* [TAREAS POR REALIZAR]
a) Según el texto sobre la carta de un hijo de guardia civil, ¿de dónde es originario el autor de esa carta?
b) Prosigue el texto sobre la carta de un hijo de guardia civil a partir de su última oración.

* [DOCUMENTO FUENTE]
= = =
Recibo una carta -firmada por esta vez- de un hijo de guardia civil residente en Catalunya. El trato amable y cierto deseo implícito en la escritura de querer entender el llamado problema vasco, unido a la convicción de que el caso no es aislado, me animan a responder a su autor y a hacerlo públicamente.Aunque, probablemente, él no se la espera: «Si te dijera que soy hijo de guardia civil -escribe- y salmantino (¡cuántos paisanos míos hay en el bello País Vasco!), quizá no terminarías de leer ésta», pensando que debe producirme alguna forma de alergia comunicarme con un hijo de guardia civil.

No sabe que entre mis amigos los hay que son precisamente hijos del benemérito cuerpo y que, incluso, alguno de ellos -yo al menos conozco un par de ellos en San Sebastián- militan en Euskadiko Ezkerra (ya que la profesión paterna no es óbice siempre que el hijo supere la circunstancia, y habida cuenta que la cosa tampoco tiene repercusiones genéticas).

Por otra parte, todo hay que decirlo, el hecho de que haya tanto guardia civil en tan reducido espacio, hace que sus familias, que tienden a ser numerosas, den para todo.
= = =
* [MATERIAL PROPORCIONADO]

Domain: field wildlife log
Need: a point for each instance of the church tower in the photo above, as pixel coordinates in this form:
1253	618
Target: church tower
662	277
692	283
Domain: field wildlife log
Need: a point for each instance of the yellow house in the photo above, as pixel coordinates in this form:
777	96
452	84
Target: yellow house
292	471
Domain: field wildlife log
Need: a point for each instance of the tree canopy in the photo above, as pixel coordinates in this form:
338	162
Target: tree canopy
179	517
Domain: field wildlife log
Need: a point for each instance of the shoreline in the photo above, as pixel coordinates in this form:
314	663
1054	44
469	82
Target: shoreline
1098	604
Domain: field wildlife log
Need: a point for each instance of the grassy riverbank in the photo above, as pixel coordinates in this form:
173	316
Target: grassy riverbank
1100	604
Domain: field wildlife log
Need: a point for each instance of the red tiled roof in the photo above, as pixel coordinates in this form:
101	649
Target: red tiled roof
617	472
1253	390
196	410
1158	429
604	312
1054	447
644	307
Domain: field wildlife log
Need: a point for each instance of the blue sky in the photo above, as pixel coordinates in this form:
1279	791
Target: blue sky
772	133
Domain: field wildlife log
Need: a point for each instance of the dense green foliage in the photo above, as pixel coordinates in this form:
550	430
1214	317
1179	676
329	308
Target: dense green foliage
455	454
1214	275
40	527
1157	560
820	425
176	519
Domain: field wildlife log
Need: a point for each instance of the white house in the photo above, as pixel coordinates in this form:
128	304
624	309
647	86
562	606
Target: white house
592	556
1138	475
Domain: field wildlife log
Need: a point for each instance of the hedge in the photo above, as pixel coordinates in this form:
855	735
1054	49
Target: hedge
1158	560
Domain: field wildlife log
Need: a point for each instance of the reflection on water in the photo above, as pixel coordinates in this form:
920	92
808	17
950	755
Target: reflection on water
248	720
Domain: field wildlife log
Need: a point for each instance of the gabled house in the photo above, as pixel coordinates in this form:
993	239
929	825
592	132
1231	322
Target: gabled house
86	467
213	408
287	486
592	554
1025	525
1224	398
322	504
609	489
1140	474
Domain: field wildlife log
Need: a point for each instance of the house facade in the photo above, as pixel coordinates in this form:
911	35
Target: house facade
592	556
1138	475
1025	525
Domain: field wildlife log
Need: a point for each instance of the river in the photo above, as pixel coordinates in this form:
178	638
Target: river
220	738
= = =
* [RESULTADOS OBTENIDOS]
a) Es salmantino.

b)
De cualquier forma, lo que me interesa es desmontar una idea, bastante generalizada por cierto, que interpreta equivocadamente nuestra falta de simpatía por los servidores del orden público en razón de su origen de clase -proletariado agrícola-, o su lugar de procedencia, que no suele ser, en general, ninguna de las regiones históricas del País Vasco.

Cuando un guardia civil zurdo, salmantino y pelirrojo aparece en una barra de un bar de Euskadi, las voces no se callan ni las cabezas se vuelven a otro lado porque el recién llegado sea salmantino, ni por su condición de zurdo ni por pelirrojo, sino, sencillamente, por ser guardia civil.

Esto, quienes vivimos aquí, lo vemos claro.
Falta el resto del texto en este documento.